* **Assignment**: Repeat the data below word for word.

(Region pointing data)
------------------------------------------------------------------------
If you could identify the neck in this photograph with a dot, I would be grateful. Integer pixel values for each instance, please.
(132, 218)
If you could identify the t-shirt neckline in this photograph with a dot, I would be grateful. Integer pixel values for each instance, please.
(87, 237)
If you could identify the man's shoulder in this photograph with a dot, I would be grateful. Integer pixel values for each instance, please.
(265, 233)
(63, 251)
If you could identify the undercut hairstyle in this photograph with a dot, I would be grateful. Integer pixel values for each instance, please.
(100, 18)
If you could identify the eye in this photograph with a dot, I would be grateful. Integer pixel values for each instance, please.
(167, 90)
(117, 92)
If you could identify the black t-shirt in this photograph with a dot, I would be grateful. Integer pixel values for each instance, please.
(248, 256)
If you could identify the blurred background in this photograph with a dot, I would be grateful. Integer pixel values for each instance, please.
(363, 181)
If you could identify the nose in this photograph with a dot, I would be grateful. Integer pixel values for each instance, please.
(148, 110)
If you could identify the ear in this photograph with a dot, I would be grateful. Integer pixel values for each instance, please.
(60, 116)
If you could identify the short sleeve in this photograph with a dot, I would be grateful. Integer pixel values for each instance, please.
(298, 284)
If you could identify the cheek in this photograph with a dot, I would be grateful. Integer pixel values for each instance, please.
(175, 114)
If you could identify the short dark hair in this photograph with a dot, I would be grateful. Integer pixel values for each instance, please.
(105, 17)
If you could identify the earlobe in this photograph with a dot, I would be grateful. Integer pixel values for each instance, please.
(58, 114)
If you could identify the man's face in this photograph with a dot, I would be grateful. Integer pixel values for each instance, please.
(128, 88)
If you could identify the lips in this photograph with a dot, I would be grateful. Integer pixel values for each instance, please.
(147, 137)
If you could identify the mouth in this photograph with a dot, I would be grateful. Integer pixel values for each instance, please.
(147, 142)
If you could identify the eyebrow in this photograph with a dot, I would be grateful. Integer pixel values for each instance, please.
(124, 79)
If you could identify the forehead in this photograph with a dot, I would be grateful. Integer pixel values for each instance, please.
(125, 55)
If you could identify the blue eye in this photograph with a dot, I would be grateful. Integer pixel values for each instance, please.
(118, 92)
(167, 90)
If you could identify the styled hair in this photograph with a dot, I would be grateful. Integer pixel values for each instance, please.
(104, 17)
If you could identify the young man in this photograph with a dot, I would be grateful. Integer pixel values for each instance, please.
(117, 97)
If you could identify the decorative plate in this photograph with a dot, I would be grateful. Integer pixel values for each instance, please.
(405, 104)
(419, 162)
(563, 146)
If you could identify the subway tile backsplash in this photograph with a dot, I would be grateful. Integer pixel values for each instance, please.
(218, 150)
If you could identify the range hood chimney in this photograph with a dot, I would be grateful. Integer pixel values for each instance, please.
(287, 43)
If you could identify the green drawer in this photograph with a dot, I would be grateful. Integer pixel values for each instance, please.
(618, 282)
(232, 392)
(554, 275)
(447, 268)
------------------------------------------------------------------------
* **Output**:
If you could identify the neck in this photograph with a dot, I would be grateful. Integer pixel values for each instance, please.
(132, 218)
If you could identify the t-shirt neckline in this photograph with a dot, I would be grateful. Integer pixel values for each instance, please.
(87, 237)
If you could identify the man's shoulder in this photograph with a dot, I would be grateful. Integer pixel values for each instance, please.
(265, 233)
(63, 251)
If you could identify the undercut hairstyle in this photograph with a dot, I would be grateful. Integer pixel values for each instance, please.
(100, 18)
If you could identify the eye in this photograph with a dot, I would be grateful. Integer pixel values for each instance, please.
(167, 90)
(117, 92)
If you could identify the black t-shirt in this photograph with a dot, I would be grateful. Integer pixel values for each instance, please.
(248, 256)
If you could identify the blurred background in this photograph with a dot, I would be grateful. Integer pixel values for each instance, please.
(363, 181)
If you could identify the nose in this photograph with a dot, I would be grateful. Integer pixel values for each instance, please.
(148, 110)
If you could identify the ear in this photograph with a dot, I would be grateful. Integer pixel values for each instance, please.
(60, 116)
If you could identify the short sleeve in this photograph with a dot, I would be grateful. Integer pixel values for each instance, please.
(298, 284)
If you could identify the cheek in this photograph with a dot, I would be grateful. Integer pixel values for each instance, please.
(175, 114)
If you could identify the short dark hair in this photograph with a dot, I would be grateful. Integer pixel values for each instance, please.
(105, 17)
If you could identify the earlobe in this photograph with a dot, I would be grateful. Integer pixel values for each instance, please.
(58, 114)
If you could identify the man's face in this photograph with a dot, I would be grateful. Integer pixel values for each instance, please.
(128, 88)
If you could identify the lips in this photograph with a dot, I would be grateful. Integer pixel values for each instance, please.
(147, 137)
If you could identify the mouth in this photograph with a dot, I would be grateful. Integer pixel values for each instance, please.
(147, 142)
If you could identify the eyebrow in this photograph with a dot, I would be grateful. Integer pixel values for each instance, please.
(124, 79)
If you could identify the forehead in this photograph with a dot, I would be grateful. Integer pixel values for each instance, please.
(125, 55)
If you could identify the blue eye in this photograph with a dot, I would be grateful. Integer pixel values for each instance, please.
(118, 92)
(167, 90)
If you could identify the styled hair in this photograph with a dot, I would be grateful. Integer pixel values for each instance, please.
(104, 17)
If you could identify the young man in this photograph with a dot, I would be grateful. Integer pixel values for each instance, please.
(117, 97)
If you could identify the decorative plate in this photograph with a dot, I would be grateful. Integer pixel values for each instance, please.
(405, 104)
(419, 162)
(563, 146)
If you could identify the subway tile backsplash in this photograph with a dot, I would be grateful. Integer pixel values for each instance, please.
(218, 150)
If you could identify the range hood chimney in this photograph with a dot, I would be grateful. Integer pixel values for each instance, please.
(287, 43)
If you could identify the green drawer in this photograph with a dot, I would be grateful. Integer pixel values for each instance, please.
(618, 282)
(232, 392)
(554, 275)
(447, 268)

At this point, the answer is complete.